Fragment tekstu
***

Trudno szukać pozytywów wielkiej ekspansji wirusa. Jeden udało nam się znaleźć w najnowszych danych opublikowanych przez Główny Urząd Statystyczny. W ciągu pierwszych dziewięciu miesięcy 2020 roku zgłoszono 40140 osób poszkodowanych w wypadkach przy pracy, co oznacza spadek o 24,1 procent w stosunku do tego samego okresu 2019 roku! Jedna czwarta osób mniej, doznała uszczerbku na zdrowiu w wyniku niekorzystnego zdarzenia w pracy. Czy taki spadek można tłumaczyć nagłą skutecznością działań BHP, większą odpowiedzialnością pracowników, lub bezpieczniejszym sprzętem? Nie.
CZYTAJ TAKŻE: Niewypłacalności polskich firm: po najgorszym kwartale w historii przyszedł najgorszy miesiąc – październik
Ale na tym pozytywne wieści się kończą. Spadek liczby wypadków przy pracy pokazuje nam, jak mocno gospodarka wcisnęła po hamulcach. Handlowcy rzadziej jeżdżą do kontrahentów, zakłady zmniejszyły swoje moce produkcyjne, a statystyczny (podkreślmy to) pan Józef świadczący usługi koparko-ładowarką rzadziej wyjeżdża na pilne zlecenia w terenie.
Nie przesadzajmy. Gospodarka nie przyhamowała aż o 24,1%. Więc trudno mówić o proporcjonalnym spadku wypadków przy pracy. Odpowiedź znajdziemy gdzieś indziej.

***

Surowe dane

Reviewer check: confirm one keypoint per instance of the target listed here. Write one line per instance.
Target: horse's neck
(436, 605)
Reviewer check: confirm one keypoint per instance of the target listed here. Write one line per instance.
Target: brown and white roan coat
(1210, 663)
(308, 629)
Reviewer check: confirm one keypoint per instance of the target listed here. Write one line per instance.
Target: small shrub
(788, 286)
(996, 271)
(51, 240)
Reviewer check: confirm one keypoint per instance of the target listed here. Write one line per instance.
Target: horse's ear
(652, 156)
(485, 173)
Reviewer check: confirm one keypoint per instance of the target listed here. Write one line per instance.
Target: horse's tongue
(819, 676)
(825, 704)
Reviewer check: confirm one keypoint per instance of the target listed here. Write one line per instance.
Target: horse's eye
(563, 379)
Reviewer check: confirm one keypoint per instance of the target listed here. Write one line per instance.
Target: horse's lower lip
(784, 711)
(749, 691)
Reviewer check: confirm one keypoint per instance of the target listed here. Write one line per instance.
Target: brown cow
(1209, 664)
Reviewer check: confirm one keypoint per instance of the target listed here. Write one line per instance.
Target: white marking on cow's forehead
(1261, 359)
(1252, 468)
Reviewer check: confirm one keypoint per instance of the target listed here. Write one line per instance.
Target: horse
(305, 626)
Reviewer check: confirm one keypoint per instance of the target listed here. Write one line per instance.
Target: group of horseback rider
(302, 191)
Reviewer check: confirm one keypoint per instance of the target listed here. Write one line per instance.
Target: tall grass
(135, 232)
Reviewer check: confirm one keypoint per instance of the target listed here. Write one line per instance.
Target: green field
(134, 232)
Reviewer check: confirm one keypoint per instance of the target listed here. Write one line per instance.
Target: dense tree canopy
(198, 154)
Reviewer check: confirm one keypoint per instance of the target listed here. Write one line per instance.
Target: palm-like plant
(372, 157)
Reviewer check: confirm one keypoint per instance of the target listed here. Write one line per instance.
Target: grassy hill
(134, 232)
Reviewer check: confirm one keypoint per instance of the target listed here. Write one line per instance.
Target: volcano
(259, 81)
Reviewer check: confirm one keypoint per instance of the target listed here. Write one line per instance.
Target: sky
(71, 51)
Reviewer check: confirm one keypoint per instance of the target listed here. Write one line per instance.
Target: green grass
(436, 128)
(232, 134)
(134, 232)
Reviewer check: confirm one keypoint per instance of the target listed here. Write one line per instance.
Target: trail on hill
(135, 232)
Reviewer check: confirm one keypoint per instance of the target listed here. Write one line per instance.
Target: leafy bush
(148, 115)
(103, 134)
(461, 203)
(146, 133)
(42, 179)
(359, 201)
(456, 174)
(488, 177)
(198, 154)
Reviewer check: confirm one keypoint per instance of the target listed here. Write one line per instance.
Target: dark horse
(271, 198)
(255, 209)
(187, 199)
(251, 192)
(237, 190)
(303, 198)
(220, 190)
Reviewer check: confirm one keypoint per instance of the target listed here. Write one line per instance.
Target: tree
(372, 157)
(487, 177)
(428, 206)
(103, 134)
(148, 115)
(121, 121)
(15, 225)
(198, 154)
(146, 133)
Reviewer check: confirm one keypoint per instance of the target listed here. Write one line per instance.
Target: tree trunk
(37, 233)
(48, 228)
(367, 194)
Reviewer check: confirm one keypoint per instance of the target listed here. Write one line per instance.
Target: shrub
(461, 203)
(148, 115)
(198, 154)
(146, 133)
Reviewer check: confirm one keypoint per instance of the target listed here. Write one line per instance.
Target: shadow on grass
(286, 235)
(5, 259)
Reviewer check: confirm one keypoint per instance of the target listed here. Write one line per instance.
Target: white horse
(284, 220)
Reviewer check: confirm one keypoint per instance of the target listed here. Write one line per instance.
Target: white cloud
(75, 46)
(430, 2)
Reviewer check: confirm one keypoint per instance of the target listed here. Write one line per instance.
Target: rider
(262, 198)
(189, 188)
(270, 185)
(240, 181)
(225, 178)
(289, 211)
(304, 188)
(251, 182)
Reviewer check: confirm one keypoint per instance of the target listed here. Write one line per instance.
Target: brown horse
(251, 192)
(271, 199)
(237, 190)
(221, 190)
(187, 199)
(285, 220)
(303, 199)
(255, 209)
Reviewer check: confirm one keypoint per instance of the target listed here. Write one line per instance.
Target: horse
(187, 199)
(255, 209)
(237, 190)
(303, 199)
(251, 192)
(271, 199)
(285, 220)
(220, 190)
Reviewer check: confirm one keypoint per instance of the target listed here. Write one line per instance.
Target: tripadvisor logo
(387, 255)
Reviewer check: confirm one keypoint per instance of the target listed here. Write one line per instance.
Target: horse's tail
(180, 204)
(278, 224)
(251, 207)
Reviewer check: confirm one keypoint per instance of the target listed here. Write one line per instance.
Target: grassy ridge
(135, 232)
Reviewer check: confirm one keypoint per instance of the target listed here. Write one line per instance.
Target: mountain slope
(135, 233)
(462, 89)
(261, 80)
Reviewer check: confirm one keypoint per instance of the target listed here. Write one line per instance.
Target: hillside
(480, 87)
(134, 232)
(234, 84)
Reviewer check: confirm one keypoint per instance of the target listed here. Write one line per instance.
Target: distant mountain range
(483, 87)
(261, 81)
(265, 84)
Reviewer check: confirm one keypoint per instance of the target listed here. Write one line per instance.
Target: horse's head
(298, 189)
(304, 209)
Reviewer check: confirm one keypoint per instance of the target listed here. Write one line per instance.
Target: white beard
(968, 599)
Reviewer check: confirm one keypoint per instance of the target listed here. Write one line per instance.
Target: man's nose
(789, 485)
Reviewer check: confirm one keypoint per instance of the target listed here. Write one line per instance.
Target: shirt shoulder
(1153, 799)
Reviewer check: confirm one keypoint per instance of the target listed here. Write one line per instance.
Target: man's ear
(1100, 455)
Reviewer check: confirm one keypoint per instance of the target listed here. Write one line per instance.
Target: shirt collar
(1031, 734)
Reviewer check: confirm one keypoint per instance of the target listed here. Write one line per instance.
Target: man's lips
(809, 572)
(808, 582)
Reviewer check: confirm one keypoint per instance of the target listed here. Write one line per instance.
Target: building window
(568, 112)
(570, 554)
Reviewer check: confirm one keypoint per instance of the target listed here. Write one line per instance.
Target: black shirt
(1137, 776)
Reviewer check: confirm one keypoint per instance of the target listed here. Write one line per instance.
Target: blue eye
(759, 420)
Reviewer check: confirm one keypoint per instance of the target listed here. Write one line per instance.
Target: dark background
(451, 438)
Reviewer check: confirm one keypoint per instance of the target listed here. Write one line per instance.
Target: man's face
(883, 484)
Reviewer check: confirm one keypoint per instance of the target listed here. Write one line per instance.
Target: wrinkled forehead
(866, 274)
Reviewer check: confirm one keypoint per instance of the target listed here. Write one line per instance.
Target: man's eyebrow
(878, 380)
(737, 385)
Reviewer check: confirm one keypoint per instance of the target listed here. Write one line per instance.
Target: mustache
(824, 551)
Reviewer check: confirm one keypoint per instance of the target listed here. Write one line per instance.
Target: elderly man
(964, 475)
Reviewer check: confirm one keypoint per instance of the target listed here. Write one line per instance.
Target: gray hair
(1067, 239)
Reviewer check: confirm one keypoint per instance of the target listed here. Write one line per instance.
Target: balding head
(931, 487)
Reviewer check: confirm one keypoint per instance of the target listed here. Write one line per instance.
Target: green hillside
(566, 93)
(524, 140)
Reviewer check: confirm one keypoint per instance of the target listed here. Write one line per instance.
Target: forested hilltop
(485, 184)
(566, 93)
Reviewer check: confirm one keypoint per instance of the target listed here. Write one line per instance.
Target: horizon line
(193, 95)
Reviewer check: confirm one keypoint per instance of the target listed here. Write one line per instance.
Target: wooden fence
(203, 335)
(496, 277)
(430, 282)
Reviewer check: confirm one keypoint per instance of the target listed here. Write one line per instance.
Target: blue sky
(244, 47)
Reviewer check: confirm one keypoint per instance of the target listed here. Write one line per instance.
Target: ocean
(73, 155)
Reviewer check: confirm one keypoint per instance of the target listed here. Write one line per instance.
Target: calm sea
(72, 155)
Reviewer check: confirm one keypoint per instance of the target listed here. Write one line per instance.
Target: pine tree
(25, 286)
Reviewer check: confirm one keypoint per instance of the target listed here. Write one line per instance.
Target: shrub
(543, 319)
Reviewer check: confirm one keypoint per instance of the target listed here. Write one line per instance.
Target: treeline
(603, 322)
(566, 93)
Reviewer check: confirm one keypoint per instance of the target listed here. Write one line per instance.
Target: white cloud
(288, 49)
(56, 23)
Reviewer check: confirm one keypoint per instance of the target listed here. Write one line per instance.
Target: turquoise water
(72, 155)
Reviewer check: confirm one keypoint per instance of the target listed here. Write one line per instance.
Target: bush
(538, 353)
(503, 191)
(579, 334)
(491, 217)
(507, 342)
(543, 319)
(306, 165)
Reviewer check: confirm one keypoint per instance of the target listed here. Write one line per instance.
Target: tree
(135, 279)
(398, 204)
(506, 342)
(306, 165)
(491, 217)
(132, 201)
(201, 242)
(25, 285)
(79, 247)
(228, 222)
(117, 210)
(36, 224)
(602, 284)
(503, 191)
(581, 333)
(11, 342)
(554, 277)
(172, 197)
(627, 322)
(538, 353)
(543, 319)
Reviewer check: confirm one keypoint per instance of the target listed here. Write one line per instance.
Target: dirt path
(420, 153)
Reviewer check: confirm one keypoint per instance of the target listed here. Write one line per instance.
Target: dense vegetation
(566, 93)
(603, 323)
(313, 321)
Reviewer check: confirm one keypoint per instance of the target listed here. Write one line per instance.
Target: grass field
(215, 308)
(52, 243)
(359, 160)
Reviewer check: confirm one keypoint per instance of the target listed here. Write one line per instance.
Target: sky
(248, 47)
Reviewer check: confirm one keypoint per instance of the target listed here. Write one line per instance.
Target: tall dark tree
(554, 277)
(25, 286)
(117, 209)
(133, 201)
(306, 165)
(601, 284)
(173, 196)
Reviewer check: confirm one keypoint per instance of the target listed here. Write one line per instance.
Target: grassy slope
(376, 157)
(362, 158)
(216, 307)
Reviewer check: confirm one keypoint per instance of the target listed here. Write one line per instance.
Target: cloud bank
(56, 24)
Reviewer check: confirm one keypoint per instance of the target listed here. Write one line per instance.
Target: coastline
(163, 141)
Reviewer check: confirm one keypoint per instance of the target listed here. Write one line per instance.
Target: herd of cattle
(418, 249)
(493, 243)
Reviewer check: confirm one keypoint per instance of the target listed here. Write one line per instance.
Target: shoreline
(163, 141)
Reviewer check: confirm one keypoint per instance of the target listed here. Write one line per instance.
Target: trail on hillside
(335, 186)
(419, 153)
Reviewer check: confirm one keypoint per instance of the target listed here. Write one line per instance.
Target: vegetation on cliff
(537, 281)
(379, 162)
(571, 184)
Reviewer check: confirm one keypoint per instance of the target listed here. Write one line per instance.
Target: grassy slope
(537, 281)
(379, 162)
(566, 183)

***

Polecenie
Według fragmentu tekstu ile osób poszkodowanych w wypadkach przy pracy zgłoszono w ciągu pierwszych dziewięciu miesięcy 2020 roku i o ile procent była to liczba niższa niż w tym samym okresie 2019 roku?

Wykonane ćwiczenie
Zgłoszono 40140 osób poszkodowanych, czyli o 24,1 procent mniej niż w tym samym okresie 2019 roku.